- [Excerpts from point annotation data]
^^^^^^^^^^^^^^^^

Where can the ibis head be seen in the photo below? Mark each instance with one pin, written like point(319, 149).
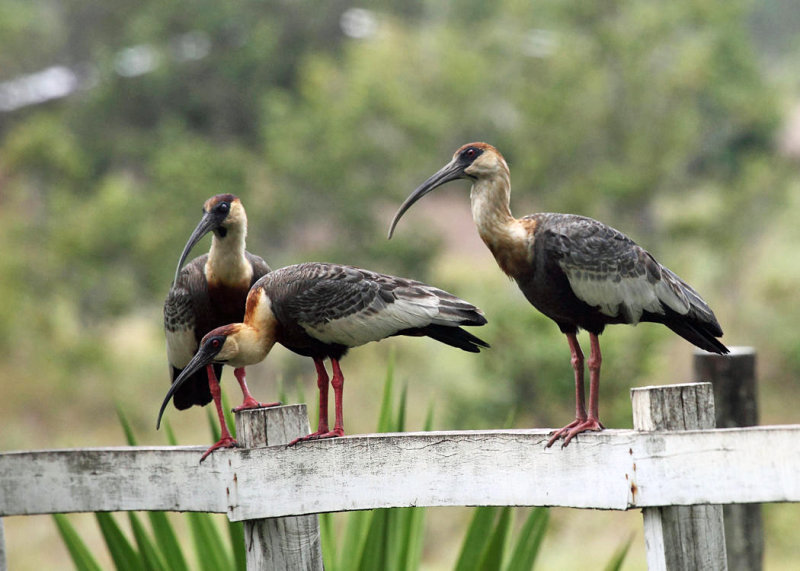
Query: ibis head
point(472, 161)
point(221, 213)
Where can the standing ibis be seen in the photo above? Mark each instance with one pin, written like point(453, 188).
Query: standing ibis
point(210, 291)
point(575, 270)
point(320, 311)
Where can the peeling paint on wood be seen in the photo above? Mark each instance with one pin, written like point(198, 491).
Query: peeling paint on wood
point(738, 465)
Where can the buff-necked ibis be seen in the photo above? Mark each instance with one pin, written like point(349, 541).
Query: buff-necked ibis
point(577, 271)
point(321, 310)
point(208, 292)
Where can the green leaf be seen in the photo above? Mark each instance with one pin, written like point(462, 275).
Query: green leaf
point(528, 541)
point(355, 537)
point(476, 539)
point(209, 548)
point(492, 556)
point(81, 556)
point(167, 541)
point(121, 550)
point(619, 556)
point(150, 557)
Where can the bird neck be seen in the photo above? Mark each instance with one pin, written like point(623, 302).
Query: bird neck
point(253, 346)
point(226, 260)
point(260, 328)
point(507, 237)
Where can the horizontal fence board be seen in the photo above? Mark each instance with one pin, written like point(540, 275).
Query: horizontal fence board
point(614, 469)
point(111, 479)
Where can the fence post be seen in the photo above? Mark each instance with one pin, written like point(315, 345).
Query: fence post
point(680, 537)
point(286, 543)
point(3, 565)
point(736, 401)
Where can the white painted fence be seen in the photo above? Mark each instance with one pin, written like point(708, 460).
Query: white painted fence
point(614, 469)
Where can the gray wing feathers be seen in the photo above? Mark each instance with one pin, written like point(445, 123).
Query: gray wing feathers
point(351, 306)
point(608, 270)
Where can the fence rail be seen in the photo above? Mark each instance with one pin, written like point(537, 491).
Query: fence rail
point(614, 469)
point(661, 467)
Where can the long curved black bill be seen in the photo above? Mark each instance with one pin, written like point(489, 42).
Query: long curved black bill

^^^^^^^^^^^^^^^^

- [Task goal] Give the lines above as a numbered list, leaving out blank lines and any pictures.

- [Completed task]
1. Where can the ibis head be seen in the photo below? Mark each instance with one pin, written like point(319, 149).
2. Query: ibis head
3. point(472, 161)
4. point(221, 213)
5. Where can the standing ibis be seen in the photo above? Mark each instance with one pin, written like point(453, 188).
6. Query: standing ibis
7. point(210, 291)
8. point(575, 270)
9. point(320, 311)
10. Where can the peeling paint on wood be seen in the photo above? Mark each instance with one pin, written like point(198, 491).
11. Query: peeling paint on wood
12. point(738, 465)
13. Where can the buff-necked ibis be seen in the photo above? Mark each instance with one pin, written like point(349, 541).
14. Query: buff-necked ibis
15. point(577, 271)
16. point(321, 310)
17. point(208, 292)
18. Where can the green leaf be seen in the photo above? Mark each instance with one pin, written like point(462, 275).
19. Query: green leaf
20. point(528, 541)
21. point(355, 537)
22. point(476, 539)
23. point(209, 548)
24. point(492, 556)
25. point(81, 556)
26. point(167, 541)
27. point(121, 550)
28. point(619, 556)
29. point(150, 557)
30. Where can the bird neck be seen in the photo above? Mark each instance with one pin, written like point(623, 302).
31. Query: bird neck
32. point(253, 346)
33. point(226, 260)
34. point(260, 328)
35. point(507, 237)
36. Where can the horizontal fence board be seen in the photo above? Mark each instance with one pin, written like point(540, 275).
37. Query: horizontal fence board
38. point(614, 469)
39. point(111, 479)
40. Where can the fence post be seen in the photo above? Mark each instance with one pin, written like point(315, 345).
41. Query: fence post
42. point(680, 537)
43. point(286, 543)
44. point(3, 565)
45. point(736, 401)
46. Where can the white painted fence be seen in the photo above? Mark each instance with one pin, written like point(708, 460).
47. Query: white painted fence
48. point(614, 469)
49. Where can the gray wing feathers be seen in the photo above? Mark each instance with one pin, written like point(445, 123).
50. Query: gray wing feathers
51. point(351, 306)
52. point(608, 270)
53. Where can the fence rail be seen in the photo above? Mark each instance with one pin, written like point(537, 491).
54. Query: fence rail
55. point(614, 469)
56. point(661, 467)
57. Where can the long curved black bill be seen in the photo above? Mark each instance with one pin, written like point(489, 42).
58. Query: long curved black bill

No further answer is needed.